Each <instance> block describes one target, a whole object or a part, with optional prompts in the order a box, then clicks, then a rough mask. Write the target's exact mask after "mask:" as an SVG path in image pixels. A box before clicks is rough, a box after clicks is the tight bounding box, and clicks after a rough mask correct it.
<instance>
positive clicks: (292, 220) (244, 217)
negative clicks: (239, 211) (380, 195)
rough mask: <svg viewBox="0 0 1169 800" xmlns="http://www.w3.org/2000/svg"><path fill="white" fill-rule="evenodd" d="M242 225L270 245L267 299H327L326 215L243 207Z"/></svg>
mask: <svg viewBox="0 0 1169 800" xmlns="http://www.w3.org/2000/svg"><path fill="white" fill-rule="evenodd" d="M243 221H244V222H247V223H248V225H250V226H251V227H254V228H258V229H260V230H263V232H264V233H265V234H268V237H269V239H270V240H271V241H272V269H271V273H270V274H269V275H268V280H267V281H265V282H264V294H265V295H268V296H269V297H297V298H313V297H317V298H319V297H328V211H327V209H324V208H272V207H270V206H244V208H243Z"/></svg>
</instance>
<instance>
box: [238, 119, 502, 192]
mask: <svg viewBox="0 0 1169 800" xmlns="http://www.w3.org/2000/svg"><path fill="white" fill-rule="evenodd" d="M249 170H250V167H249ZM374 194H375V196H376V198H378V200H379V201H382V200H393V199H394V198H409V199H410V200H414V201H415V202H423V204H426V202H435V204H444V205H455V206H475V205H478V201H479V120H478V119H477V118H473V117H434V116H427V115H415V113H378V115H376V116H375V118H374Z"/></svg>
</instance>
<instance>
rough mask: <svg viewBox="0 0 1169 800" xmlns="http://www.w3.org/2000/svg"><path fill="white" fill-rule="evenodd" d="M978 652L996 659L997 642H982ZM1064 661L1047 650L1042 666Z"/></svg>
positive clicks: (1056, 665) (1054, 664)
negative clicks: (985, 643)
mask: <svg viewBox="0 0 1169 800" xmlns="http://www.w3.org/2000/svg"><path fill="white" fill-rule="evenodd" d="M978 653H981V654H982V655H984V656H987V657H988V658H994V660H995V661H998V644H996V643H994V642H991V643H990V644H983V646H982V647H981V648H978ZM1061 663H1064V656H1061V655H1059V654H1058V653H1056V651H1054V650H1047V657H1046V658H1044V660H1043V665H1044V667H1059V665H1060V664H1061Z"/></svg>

▸ WHAT IS EXPECTED
Pull out every line in the material above where "positive" occurs.

▸ RESPONSE AREA
positive clicks: (292, 220) (244, 217)
positive clicks: (1056, 665) (1054, 664)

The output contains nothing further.